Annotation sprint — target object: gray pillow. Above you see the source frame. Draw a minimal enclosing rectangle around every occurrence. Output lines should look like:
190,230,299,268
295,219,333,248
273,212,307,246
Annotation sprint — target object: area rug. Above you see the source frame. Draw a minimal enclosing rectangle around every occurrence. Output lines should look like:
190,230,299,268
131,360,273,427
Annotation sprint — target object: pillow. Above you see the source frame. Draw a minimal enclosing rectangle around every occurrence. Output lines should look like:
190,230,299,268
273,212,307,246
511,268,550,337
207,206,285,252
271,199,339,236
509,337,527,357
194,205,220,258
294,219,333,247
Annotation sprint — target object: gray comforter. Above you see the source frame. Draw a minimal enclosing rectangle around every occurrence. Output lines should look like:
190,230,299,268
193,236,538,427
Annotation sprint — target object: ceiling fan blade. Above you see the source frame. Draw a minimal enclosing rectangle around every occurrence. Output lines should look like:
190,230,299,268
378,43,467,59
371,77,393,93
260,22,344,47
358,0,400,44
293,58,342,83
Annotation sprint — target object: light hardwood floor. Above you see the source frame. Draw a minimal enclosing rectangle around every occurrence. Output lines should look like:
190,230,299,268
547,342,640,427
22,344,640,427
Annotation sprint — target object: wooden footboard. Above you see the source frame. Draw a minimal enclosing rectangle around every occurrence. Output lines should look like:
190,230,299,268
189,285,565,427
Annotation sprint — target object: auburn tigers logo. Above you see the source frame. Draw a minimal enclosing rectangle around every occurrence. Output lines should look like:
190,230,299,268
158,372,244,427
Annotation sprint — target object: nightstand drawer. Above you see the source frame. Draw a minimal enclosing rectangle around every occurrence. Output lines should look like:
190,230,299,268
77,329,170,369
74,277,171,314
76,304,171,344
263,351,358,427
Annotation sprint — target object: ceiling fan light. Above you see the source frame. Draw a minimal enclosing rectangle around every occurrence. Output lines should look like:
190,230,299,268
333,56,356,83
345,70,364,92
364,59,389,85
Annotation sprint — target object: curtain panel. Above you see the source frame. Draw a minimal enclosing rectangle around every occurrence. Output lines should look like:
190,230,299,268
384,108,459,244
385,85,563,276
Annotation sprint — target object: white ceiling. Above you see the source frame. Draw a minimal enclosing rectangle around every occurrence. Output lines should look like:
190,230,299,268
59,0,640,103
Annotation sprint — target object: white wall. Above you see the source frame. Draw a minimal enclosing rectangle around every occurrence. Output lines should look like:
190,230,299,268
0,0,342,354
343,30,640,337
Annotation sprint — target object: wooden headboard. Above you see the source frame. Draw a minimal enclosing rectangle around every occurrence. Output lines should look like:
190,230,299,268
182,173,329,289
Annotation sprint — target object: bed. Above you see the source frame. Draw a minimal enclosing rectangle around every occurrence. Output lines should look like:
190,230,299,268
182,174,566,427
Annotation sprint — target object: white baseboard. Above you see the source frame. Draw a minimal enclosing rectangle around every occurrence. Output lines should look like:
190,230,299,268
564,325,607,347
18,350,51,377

* _QUÉ HACER_:
Convierte en una tabla Markdown las líneas del listado, desde la que contiene "Annotation sprint — target object: bed." hasta el final, ambas incluidas, sin las líneas en blanco. Usa dos columnas: N.º, con el número de fila, y Línea, con el texto de cada una.

* _SOLUCIÓN_:
| N.º | Línea |
|---|---|
| 1 | Annotation sprint — target object: bed. Above you see the source frame. Draw a minimal enclosing rectangle around every occurrence. Output lines should look like: |
| 2 | 190,230,299,268 |
| 3 | 182,174,566,427 |
| 4 | Annotation sprint — target object: white baseboard. Above you see the source frame. Draw a minimal enclosing rectangle around every occurrence. Output lines should look like: |
| 5 | 190,230,299,268 |
| 6 | 564,325,607,347 |
| 7 | 18,350,51,377 |